(Labeled area outline records)
^^^^

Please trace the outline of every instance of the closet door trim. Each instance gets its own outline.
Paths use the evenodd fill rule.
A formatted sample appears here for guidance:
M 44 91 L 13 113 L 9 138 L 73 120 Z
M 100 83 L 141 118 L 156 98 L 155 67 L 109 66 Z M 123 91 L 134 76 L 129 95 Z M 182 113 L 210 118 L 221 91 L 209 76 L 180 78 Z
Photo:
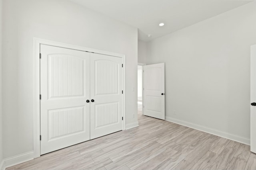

^^^^

*Exercise aim:* Copy all the records again, swapping "closet door trim" for "window frame" and keeping everything else the same. Leave the pictures out of your answer.

*Response to the task:*
Please trace the outline of every instance of the window frame. Each instance gets its own outline.
Paths use the evenodd fill rule.
A formatted sample appears here for guidance:
M 44 91 L 13 113 L 9 138 L 73 120 Z
M 100 83 L 141 118 L 156 98 L 155 67 L 109 66 Z M 123 91 L 134 76 L 129 95 Z M 182 113 L 210 118 L 221 91 L 209 76 L 180 78 Z
Photo:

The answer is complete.